* _Task directions_
Where a line of the entries holds the string "gourd", copy that line.

Records shown section start

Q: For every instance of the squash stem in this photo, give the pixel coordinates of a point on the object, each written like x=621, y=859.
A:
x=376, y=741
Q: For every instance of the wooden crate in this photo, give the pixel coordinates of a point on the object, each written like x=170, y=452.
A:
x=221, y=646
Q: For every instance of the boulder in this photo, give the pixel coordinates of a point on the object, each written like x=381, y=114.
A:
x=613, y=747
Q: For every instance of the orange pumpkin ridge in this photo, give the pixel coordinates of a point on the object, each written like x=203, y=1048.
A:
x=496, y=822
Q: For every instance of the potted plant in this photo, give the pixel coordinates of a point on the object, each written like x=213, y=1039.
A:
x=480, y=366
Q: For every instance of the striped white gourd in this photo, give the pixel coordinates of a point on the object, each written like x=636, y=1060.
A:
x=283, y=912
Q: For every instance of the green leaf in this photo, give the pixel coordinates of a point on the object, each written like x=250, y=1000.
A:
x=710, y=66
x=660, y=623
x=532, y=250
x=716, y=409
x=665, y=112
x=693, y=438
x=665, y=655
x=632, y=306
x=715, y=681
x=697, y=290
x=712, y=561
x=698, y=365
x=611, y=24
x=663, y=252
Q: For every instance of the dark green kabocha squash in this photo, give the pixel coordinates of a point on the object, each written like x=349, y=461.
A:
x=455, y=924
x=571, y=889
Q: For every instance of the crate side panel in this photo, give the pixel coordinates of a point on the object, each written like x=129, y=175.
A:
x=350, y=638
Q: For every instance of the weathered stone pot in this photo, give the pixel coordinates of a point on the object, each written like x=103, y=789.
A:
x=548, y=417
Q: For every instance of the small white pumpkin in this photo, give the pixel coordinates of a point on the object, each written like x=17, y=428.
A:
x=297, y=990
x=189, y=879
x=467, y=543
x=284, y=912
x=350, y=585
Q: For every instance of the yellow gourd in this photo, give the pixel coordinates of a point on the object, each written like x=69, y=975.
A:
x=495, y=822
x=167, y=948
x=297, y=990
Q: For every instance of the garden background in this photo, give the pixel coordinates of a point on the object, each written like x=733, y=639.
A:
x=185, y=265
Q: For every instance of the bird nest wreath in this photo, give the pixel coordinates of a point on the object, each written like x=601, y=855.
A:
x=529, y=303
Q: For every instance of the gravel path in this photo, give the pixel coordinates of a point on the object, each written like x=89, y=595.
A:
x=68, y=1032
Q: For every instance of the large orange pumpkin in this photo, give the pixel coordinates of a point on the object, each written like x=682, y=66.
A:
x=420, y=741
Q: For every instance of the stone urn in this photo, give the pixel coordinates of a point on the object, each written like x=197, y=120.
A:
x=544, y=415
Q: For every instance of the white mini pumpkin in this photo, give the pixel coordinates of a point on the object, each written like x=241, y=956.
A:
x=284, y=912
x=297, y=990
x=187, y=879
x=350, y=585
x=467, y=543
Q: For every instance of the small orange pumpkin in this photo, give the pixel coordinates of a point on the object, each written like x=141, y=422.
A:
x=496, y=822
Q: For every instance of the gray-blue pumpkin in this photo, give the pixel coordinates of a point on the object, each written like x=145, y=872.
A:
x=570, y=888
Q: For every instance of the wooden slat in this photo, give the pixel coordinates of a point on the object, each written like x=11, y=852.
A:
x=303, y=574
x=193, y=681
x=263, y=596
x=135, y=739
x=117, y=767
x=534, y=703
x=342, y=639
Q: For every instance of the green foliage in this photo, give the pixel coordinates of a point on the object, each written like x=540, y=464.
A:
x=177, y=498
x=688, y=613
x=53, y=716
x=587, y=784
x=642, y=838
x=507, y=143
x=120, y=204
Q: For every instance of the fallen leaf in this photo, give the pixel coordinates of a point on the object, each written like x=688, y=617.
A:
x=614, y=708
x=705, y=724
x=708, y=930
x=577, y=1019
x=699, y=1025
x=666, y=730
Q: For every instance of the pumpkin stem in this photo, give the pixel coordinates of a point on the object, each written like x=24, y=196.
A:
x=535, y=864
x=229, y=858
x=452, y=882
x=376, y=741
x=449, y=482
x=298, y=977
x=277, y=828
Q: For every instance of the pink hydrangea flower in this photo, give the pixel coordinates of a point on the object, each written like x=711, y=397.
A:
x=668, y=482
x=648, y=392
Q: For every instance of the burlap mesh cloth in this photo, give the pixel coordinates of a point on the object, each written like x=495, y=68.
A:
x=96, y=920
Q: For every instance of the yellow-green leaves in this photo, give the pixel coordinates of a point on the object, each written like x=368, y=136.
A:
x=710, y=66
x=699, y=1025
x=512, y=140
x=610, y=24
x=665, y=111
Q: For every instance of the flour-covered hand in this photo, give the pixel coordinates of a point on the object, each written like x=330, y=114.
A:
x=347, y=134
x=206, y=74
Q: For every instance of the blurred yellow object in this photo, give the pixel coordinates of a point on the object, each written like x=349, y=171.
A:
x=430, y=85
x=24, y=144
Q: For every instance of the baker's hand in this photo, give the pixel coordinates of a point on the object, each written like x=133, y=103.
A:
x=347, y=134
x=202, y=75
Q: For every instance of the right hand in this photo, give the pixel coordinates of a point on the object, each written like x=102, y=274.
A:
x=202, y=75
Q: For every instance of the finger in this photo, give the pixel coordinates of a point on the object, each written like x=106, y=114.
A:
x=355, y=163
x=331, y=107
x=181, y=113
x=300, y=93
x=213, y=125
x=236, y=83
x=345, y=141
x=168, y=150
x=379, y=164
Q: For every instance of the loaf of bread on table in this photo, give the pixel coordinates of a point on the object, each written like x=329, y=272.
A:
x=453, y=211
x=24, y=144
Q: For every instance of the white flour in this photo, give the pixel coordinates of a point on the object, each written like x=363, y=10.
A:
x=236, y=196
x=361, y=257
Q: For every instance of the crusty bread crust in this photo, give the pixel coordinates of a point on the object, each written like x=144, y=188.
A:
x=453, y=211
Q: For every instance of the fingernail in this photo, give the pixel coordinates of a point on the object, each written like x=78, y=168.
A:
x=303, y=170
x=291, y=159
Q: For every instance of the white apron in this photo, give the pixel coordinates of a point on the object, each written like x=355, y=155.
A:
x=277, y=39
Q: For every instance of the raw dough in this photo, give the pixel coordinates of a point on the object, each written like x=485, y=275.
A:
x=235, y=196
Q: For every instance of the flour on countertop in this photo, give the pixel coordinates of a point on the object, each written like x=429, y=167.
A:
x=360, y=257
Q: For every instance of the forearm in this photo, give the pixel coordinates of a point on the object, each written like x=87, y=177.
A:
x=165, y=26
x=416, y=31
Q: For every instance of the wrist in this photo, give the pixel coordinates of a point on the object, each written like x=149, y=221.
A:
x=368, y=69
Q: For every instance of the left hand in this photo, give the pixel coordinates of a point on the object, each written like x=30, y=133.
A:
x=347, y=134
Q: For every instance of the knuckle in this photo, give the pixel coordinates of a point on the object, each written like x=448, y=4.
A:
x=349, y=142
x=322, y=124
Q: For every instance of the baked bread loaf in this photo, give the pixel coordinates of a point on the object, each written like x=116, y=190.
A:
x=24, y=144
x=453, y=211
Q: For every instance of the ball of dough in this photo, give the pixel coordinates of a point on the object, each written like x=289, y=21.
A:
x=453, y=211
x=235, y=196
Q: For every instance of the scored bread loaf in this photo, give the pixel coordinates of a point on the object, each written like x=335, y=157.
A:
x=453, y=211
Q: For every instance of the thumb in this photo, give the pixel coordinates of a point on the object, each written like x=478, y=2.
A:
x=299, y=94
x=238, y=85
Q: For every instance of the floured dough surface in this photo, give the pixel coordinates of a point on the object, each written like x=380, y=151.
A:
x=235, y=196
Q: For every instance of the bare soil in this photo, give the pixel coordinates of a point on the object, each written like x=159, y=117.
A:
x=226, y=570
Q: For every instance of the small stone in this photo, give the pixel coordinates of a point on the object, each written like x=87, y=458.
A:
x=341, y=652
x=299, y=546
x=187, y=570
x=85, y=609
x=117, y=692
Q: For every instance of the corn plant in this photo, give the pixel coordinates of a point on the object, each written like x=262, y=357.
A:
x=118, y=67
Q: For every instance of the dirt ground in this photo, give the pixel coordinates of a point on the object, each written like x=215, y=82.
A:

Records shown section end

* _Result_
Q: For every instance of the striped white gourd in this photo, give the pixel coordinates of a point on the object, each written like x=636, y=1060.
Q: For every instance of the yellow gourd in this photo, give the pixel coordinates of a point on the object, each written like x=69, y=975.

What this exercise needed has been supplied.